== PASSAGE PROVIDED

This can-do DIY attitude permeates the business. John is a driven and highly practical owner-operator: considering the volume of the five-strong estate, it’s run on a remarkably low-key basis with just an operations manager, group executive chef and a PA on the external management payroll. Until fairly recently, Malcolm did all the management himself.
All the chef’s restaurants are primarily aimed at their local markets. His inaugural restaurant Le Vacherin opened in Chiswick in 2004 to considerable critical acclaim. This was followed by two restaurants in Croydon, Le Cassoulet and Fish & Grill, opening in 2008 and 2009 respectively, along with Sutton’s Le Cassoulet in 2009.
As the names might give away, all the restaurants offer top-notch French cooking in a comparatively casual environment. The offering across the group can be broadly described as French bistro bourgeois, but the exact proposition varies across the estate.
The business has expanded with the backing of RBS, his only other financial partner being his wife who, for reasons of marital harmony, has nothing to do with the day-to-day running of the business.
Perhaps the most notable thing about the estate is the choice of location. Sutton and Croydon are areas almost entirely neglected by independent operators with pedigree. But with low-rents, high-availability of sites and minimal competition the right operator can clean up
“I’m at a loss as to why these locations are overlooked,” says John. “There are very wealthy areas in these boroughs and the transport links are excellent. People who can’t afford to buy in Clapham see Croydon as a second option, which results in a significant demographic of affluent commuters who go to top restaurants in central London. When they go out closer to home they want comparable quality, but without the price tag, and that’s exactly what we offer."
The group's latest acquisition was a badly performing Cafe Rouge unit just off Putney's main drag, which John obtained for a 'minimal' premium earlier this year. The second iteration of the Fish & Grill brand has been a hit with Putney’s well-heeled locals and is set to become the group’s highest grossing unit, aided by a downstairs jazz bar that officially opens this month. Fish & Grill’s success where Café Rouge failed highlights both the manoeuvrability of smaller operators and the fact that diners are willing to pay a considerable premium for quality in casual restaurants.
Fish & Grill and Cafe Rouge have a number of elements in common (French theme, all-day dining, relaxed environment), but at £30 a head the former is pitched at a significantly higher price point to the latter.
“They failed to move with the times and refresh the offering. Le Vacherin closed in 2009 for a major refit and we’ll look at updating it again later this year. I'm constantly reassessing what we're offering: we've just introduced a range of biodynamic and natural wines which are going down really well," says John.

====
== SUPPLIED INFORMATION

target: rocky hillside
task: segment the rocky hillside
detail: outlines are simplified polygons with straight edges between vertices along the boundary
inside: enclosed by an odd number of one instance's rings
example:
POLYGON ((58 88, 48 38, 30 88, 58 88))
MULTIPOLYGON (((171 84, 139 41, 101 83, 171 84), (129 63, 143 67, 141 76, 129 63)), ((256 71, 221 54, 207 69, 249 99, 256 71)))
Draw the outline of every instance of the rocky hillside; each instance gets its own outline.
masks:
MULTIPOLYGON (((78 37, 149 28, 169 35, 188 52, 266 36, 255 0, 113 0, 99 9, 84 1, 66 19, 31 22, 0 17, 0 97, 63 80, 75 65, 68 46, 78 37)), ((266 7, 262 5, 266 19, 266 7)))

====

| SHORT EXERCISE |
Copy the restaurant article from "The group's latest" up to and including "in casual restaurants.", swapping "jazz bar" for "wine bar". Work from the restaurant article alone.

| SOLUTION FOR THIS EXERCISE |
The group's latest acquisition was a badly performing Cafe Rouge unit just off Putney's main drag, which John obtained for a 'minimal' premium earlier this year. The second iteration of the Fish & Grill brand has been a hit with Putney’s well-heeled locals and is set to become the group’s highest grossing unit, aided by a downstairs wine bar that officially opens this month. Fish & Grill’s success where Café Rouge failed highlights both the manoeuvrability of smaller operators and the fact that diners are willing to pay a considerable premium for quality in casual restaurants.